__COMPLETE THE FOLLOWING__.
A – Translate this sentence from the article on geography and elite college enrollment into Spanish: "These gaps are structural rather than statistical noise."
B – In the article on geography and elite college enrollment, please replace "underrepresented states" with "overlooked states" and write out the passage that begins at the words "These gaps are" and ends after "not yet making.".

__TEXT UNDER STUDY__.
=-=-=-=-=

Students from 28 states are represented at elite schools at less than half their expected share. For applicants from those states, geography may be the most underused advantage in admissions.
Where a student lives shapes their odds at the country’s top colleges far more than most families realize. A student from Mississippi is represented at the nation’s Most and Highly Selective colleges at roughly one-eleventh of what population alone would predict. For every 11 students you would expect based on Mississippi’s share of the college-age population, fewer than one actually enrolls. South Dakota sits at about one-eighth, North Dakota one-seventh, and Oklahoma, Utah, Alabama, West Virginia, Iowa, and Arkansas all fall below one-fifth.
These gaps are structural rather than statistical noise. They have persisted for decades, and for students from underrepresented states they create a real and largely unrecognized admissions advantage.
This article maps the geography of selective enrollment in detail, drawing on IPEDS enrollment-by-state data for 311 selective institutions and a decade of in-state and out-of-state trends. A few patterns stand out. A handful of states dominate elite enrollment far out of proportion to their populations, large parts of the country are nearly absent from these schools, and the most selective schools are growing more national while public flagships go through a parallel shift. For students and counselors in underrepresented states, the data points to a strategic move most families are not yet making.
How Geography Skews Elite Enrollment
To measure representation, we calculated a simple ratio for each state, its share of enrollment at the 87 Most and Highly Selective schools in our dataset divided by its share of the national college-age population. A ratio of 1.0 means a state is represented in proportion to its population. Above 1.0 is overrepresented, below 1.0 underrepresented.

=-=-=-=-=

__STUDY MATERIAL__.
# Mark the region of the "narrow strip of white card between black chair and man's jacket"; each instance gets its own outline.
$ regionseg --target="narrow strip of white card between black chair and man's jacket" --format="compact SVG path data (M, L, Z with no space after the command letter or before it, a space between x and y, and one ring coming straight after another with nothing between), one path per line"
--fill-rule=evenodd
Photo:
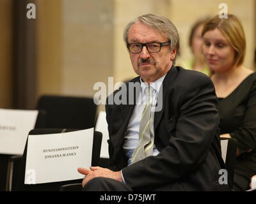
M100 158L109 158L108 154L108 122L106 120L106 112L99 112L98 119L95 126L95 131L102 133L102 143L100 149Z

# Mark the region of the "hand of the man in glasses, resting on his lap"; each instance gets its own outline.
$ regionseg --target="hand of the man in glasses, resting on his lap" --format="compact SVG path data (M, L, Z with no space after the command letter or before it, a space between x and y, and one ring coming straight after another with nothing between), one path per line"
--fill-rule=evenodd
M79 167L77 171L85 175L82 186L84 187L90 180L95 177L106 177L110 179L119 180L123 182L121 171L111 171L108 168L101 168L99 166L90 166L90 170Z

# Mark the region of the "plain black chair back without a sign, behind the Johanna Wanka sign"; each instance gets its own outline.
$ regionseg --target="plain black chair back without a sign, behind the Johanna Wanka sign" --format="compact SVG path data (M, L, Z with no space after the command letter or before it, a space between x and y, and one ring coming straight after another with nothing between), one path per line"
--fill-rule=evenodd
M97 105L93 98L69 96L41 96L36 109L40 120L36 128L93 128Z

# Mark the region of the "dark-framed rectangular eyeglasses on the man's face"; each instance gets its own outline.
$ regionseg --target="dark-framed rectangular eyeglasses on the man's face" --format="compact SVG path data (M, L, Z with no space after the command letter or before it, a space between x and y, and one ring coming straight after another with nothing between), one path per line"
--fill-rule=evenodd
M170 41L164 43L129 43L127 44L127 48L129 52L138 54L141 52L144 46L147 47L148 52L160 52L161 47L165 45L170 45Z

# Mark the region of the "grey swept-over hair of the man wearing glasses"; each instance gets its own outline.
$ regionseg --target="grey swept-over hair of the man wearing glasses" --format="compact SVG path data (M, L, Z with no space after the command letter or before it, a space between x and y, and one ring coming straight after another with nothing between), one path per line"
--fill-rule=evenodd
M179 47L180 47L180 39L179 39L179 33L175 25L168 18L163 17L161 15L152 14L152 13L141 15L140 17L135 18L134 20L129 22L129 24L126 25L124 29L124 36L123 36L126 45L128 44L129 31L132 25L136 24L136 22L141 22L145 25L148 25L149 27L152 27L152 29L156 30L160 34L163 34L164 36L166 36L171 41L170 50L173 50L173 48L176 47L177 54L178 54Z

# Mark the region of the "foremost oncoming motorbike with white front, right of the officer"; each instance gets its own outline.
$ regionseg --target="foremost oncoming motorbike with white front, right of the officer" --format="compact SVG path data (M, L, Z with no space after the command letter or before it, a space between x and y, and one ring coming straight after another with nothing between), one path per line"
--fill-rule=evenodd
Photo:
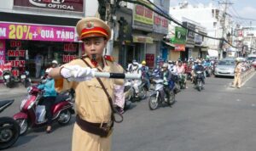
M173 92L175 82L170 81L170 98L166 96L166 92L164 91L164 83L162 79L154 79L154 92L150 94L148 100L149 109L154 110L158 109L160 104L167 103L168 105L172 106L175 103L175 93Z

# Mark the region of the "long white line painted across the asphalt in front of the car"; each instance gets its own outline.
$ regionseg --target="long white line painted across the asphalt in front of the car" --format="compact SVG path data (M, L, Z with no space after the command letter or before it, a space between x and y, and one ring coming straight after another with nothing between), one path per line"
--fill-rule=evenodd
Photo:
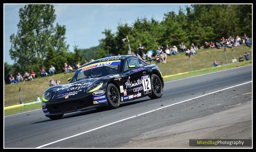
M160 110L160 109L163 109L163 108L166 108L166 107L170 107L170 106L173 106L173 105L177 105L177 104L180 104L180 103L189 101L189 100L193 100L193 99L196 99L196 98L200 98L200 97L203 97L203 96L212 94L212 93L216 93L216 92L219 92L219 91L227 90L227 89L234 88L234 87L237 87L237 86L240 86L240 85L244 85L244 84L248 84L248 83L251 83L251 82L252 82L252 81L249 81L249 82L246 82L246 83L243 83L243 84L238 84L238 85L231 86L231 87L228 87L228 88L225 88L225 89L222 89L222 90L218 90L218 91L214 91L214 92L211 92L211 93L207 93L207 94L204 94L204 95L195 97L195 98L191 98L191 99L188 99L188 100L180 101L180 102L177 102L177 103L174 103L174 104L165 106L165 107L157 108L157 109L154 109L154 110L151 110L151 111L148 111L148 112L139 114L139 115L131 116L131 117L128 117L128 118L125 118L125 119L122 119L122 120L118 120L118 121L113 122L113 123L110 123L110 124L106 124L106 125L103 125L103 126L94 128L94 129L92 129L92 130L88 130L88 131L86 131L86 132L81 132L81 133L78 133L78 134L76 134L76 135L73 135L73 136L70 136L70 137L67 137L67 138L63 138L63 139L60 139L60 140L57 140L57 141L53 141L53 142L50 142L50 143L48 143L48 144L45 144L45 145L42 145L42 146L39 146L39 147L36 147L36 148L42 148L42 147L51 145L51 144L53 144L53 143L56 143L56 142L59 142L59 141L62 141L62 140L66 140L66 139L69 139L69 138L72 138L72 137L76 137L76 136L79 136L79 135L84 134L84 133L87 133L87 132L91 132L91 131L94 131L94 130L97 130L97 129L100 129L100 128L109 126L109 125L111 125L111 124L116 124L116 123L122 122L122 121L124 121L124 120L128 120L128 119L131 119L131 118L134 118L134 117L137 117L137 116L141 116L141 115L145 115L145 114L148 114L148 113L153 112L153 111L156 111L156 110Z

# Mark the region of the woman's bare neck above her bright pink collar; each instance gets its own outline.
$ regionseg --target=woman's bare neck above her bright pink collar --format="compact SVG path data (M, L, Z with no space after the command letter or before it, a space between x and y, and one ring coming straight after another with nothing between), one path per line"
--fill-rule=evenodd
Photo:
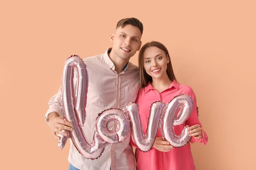
M158 93L161 93L162 91L164 91L171 84L172 84L172 80L170 80L168 76L164 78L158 78L158 79L154 79L152 77L151 85L158 91Z

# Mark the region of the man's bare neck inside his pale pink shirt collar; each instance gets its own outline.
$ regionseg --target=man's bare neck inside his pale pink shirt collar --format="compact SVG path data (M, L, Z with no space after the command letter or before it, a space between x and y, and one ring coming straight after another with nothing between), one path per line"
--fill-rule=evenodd
M122 59L121 57L117 56L113 50L111 50L108 56L114 63L117 74L121 73L125 69L125 65L129 62L129 59Z

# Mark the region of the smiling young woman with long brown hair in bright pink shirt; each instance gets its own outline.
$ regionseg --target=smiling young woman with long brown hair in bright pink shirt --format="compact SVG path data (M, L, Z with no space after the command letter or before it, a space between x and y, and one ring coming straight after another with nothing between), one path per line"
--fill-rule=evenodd
M189 125L189 135L192 136L190 142L207 144L208 136L198 120L195 94L192 88L176 81L167 48L156 41L143 45L139 53L139 69L141 88L136 102L139 105L144 133L153 102L167 103L177 95L188 94L193 99L193 110L186 122L174 127L175 133L179 135L183 127ZM153 149L142 152L136 148L135 158L137 170L195 170L190 144L173 148L162 138L160 129L157 132Z

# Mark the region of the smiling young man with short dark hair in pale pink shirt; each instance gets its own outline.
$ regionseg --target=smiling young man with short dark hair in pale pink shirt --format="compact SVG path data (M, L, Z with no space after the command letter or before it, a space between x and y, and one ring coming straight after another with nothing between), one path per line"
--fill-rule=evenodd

=-=-=-=-=

__LIST OF SOLUTIONS__.
A – Estas brechas son estructurales y no ruido estadístico.

B –
These gaps are structural rather than statistical noise. They have persisted for decades, and for students from overlooked states they create a real and largely unrecognized admissions advantage.
This article maps the geography of selective enrollment in detail, drawing on IPEDS enrollment-by-state data for 311 selective institutions and a decade of in-state and out-of-state trends. A few patterns stand out. A handful of states dominate elite enrollment far out of proportion to their populations, large parts of the country are nearly absent from these schools, and the most selective schools are growing more national while public flagships go through a parallel shift. For students and counselors in overlooked states, the data points to a strategic move most families are not yet making.